---------- KUTIPAN YANG DIBERIKAN

Kita masih memiliki jalan panjang, di beberapa negara, untuk mengakses
perawatan yang memadai tetap menjadi sebuah kemewahan. Kita melihat hal ini,
misalnya, dalam kelangkaan vaksin yang tersedia untuk melawan Covid-19 di
negara-negara miskin, tetapi terlebih lagi dalam kurangnya pengobatan untuk
penyakit yang membutuhkan obat-obatan yang jauh lebih sederhana.
Dalam konteks ini, saya ingin menegaskan
kembali pentingnya lembaga kesehatan Katolik. Lembaga kesehatan Katolik adalah
harta berharga yang harus dilindungi dan dilestarikan. Kehadiran mereka telah
menunjukkan keistimewaan sejarah Gereja, menunjukkan kedekatannya dengan orang
sakit dan orang miskin, serta situasi yang diabaikan oleh orang lain.[5]
Berapa banyak pendiri keluarga religius yang telah mendengarkan jeritan
saudara-saudara mereka yang tidak memiliki akses ke perawatan atau perawatan
yang buruk, dan telah memberikan yang terbaik dalam pelayanan mereka! Hari ini
juga, bahkan di negara-negara yang paling maju, kehadiran mereka merupakan
sebuah berkat, karena selain merawat tubuh dengan semua keahlian yang diperlukan,
mereka senantiasa dapat menawarkan karunia amal kasih, yang berfokus pada orang
sakit itu sendiri dan keluarga mereka. Pada saat budaya membuang tersebar luas
dan kehidupan tidak senantiasa diakui layak untuk disambut dan dijalani,
tatanan ini, seperti "rumah kemurahan hati", dapat menjadi teladan
dalam melindungi dan merawat segenap kehidupan, bahkan yang paling rapuh, dari
awal hingga kesudahan alamiahnya
5.
Kemurahan hati pastoral : kehadiran dan kedekatan
Dalam tiga puluh tahun terakhir, pelayanan perawatan
kesehatan pastoral juga semakin diakui yang tak tergantikan. Jika diskriminasi
terburuk yang diderita kaum miskin – termasuk orang sakit, yang kesehatannya
buruk – adalah kurangnya pemeliharaan rohani, kita tidak boleh gagal menawarkan
kepada mereka persahabatan Allah, berkat-Nya, sabda-Nya, perayaan-perayaan
sakramen dan suatu peziarahan iman bertumbuh serta berbuah.[6]
Dalam hal ini, saya ingin mengingatkan semua orang bahwa kedekatan dengan orang
sakit dan pelayanan pastoral orang sakit bukan hanya tugas pelayan tertentu
yang ditunjuk secara khusus; mengunjungi orang sakit adalah undangan yang
disampaikan Kristus kepada semua murid-Nya. Berapa banyak orang sakit dan
lanjut usia yang tinggal di rumah dan menunggu kunjungan! Pelayanan penghiburan
adalah tugas bagi setiap orang yang dibaptis, mengingat sabda Yesus : “ketika
Aku sakit, kamu melawat Aku” (Mat 25:36).

--------------------
---------- DATA YANG DIBERIKAN

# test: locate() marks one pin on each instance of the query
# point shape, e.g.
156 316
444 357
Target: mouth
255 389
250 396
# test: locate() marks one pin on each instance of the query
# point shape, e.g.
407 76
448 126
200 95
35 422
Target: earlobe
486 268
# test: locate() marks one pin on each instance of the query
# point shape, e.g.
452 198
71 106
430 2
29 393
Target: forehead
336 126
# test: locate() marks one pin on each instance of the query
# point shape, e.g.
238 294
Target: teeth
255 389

--------------------
---------- DATA YANG DIBERIKAN

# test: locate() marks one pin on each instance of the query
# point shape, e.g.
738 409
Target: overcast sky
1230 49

--------------------

» TUGAS
Ambil bagian kutipan ini mulai dari "Kita masih memiliki" hingga dan termasuk "jauh lebih sederhana.", tanpa mengubah satu kata pun. Daftar entri itu tidak perlu dipakai.

» HASIL TUGAS
Kita masih memiliki jalan panjang, di beberapa negara, untuk mengakses
perawatan yang memadai tetap menjadi sebuah kemewahan. Kita melihat hal ini,
misalnya, dalam kelangkaan vaksin yang tersedia untuk melawan Covid-19 di
negara-negara miskin, tetapi terlebih lagi dalam kurangnya pengobatan untuk
penyakit yang membutuhkan obat-obatan yang jauh lebih sederhana.